_Job 1_
Return the listing unchanged, starting with its first line and going on through the line that contains "[298,338,360,379]".
--- Start of Text block ---
New batch migration causes error on sqlite #3533

Closed
opened 2025-11-02 05:16:06 -06:00 by GiteaMirror · 8 comments
Owner

Originally created by @mrsdizzie on GitHub (Jul 3, 2019).

(cc @lunny)

With the changes in #7050, I now get these when testing a migration:

2019/07/03 11:52:30 routers/repo/repo.go:315:MigratePost() [E] MigratePost: too many SQL variables

My example happened for comments, based on this INSERT statement (I think):

b5aa7f7ceb/models/migrate.go (L121-L127)

Here is the full gist:

https://gist.github.com/mrsdizzie/681ea0295c11350fea4244a4289665ef

This is just testing migrating the "tea" repo here: https://github.com/go-gitea/tea

But it could maybe happen other places too for similar reasons. For each comment there would be a few dozen variables in that SQL statement, so it breaks depending how many comments there are. Each comment adds about 22 variables to the statement now (one for each column), so even something like 50 total comments (say 10 issues with 5 comments each) is enough to trigger this error since I believe the default SQLITE_MAX_VARIABLE_NUMBER is 999 (22 * 50 = 1,100).
--- End of Text block ---
--- Start of Recorded data ---
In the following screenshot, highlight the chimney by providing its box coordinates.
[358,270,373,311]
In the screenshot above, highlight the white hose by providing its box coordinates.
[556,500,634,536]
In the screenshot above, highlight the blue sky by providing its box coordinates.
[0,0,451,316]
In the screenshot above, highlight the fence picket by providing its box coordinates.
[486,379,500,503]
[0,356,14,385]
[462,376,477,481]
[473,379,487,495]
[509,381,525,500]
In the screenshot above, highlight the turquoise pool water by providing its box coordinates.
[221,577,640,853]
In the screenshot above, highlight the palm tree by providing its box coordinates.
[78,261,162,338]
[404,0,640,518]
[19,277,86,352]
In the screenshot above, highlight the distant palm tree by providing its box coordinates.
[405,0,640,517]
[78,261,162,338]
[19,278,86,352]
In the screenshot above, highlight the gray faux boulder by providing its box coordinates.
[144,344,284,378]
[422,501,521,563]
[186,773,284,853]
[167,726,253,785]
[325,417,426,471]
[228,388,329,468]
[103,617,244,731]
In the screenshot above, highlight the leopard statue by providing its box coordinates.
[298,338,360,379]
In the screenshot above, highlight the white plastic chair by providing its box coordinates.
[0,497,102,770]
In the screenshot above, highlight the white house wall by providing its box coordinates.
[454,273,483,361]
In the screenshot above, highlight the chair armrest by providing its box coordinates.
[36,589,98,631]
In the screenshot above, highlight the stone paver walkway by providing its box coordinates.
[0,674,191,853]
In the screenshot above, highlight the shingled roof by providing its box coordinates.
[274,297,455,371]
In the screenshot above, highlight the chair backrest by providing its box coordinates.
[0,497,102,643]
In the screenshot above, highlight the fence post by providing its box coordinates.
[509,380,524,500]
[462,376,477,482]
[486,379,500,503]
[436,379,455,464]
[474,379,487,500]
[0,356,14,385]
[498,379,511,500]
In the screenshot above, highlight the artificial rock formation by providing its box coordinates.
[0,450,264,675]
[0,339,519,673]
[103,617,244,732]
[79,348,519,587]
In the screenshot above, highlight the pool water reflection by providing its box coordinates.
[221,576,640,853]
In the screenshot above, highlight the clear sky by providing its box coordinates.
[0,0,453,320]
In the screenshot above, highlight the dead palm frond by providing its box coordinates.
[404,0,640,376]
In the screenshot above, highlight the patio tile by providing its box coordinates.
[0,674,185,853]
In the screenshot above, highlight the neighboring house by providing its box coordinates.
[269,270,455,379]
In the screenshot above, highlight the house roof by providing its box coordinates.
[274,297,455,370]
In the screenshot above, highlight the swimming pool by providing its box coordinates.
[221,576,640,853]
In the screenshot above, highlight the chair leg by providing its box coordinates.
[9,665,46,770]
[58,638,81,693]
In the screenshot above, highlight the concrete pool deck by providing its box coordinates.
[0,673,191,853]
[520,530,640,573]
--- End of Recorded data ---
_Job 2_
Please explain, using the issue about the sqlite migration error, why even about 50 total comments are enough to trigger the "too many SQL variables" error.

_Complete output 1_
In the following screenshot, highlight the chimney by providing its box coordinates.
[358,270,373,311]
In the screenshot above, highlight the white hose by providing its box coordinates.
[556,500,634,536]
In the screenshot above, highlight the blue sky by providing its box coordinates.
[0,0,451,316]
In the screenshot above, highlight the fence picket by providing its box coordinates.
[486,379,500,503]
[0,356,14,385]
[462,376,477,481]
[473,379,487,495]
[509,381,525,500]
In the screenshot above, highlight the turquoise pool water by providing its box coordinates.
[221,577,640,853]
In the screenshot above, highlight the palm tree by providing its box coordinates.
[78,261,162,338]
[404,0,640,518]
[19,277,86,352]
In the screenshot above, highlight the distant palm tree by providing its box coordinates.
[405,0,640,517]
[78,261,162,338]
[19,278,86,352]
In the screenshot above, highlight the gray faux boulder by providing its box coordinates.
[144,344,284,378]
[422,501,521,563]
[186,773,284,853]
[167,726,253,785]
[325,417,426,471]
[228,388,329,468]
[103,617,244,731]
In the screenshot above, highlight the leopard statue by providing its box coordinates.
[298,338,360,379]

_Complete output 2_
Each comment adds about 22 variables to the INSERT statement, one for each column. The default SQLITE_MAX_VARIABLE_NUMBER is believed to be 999, and 50 comments produce 22 × 50 = 1,100 variables, which exceeds that limit.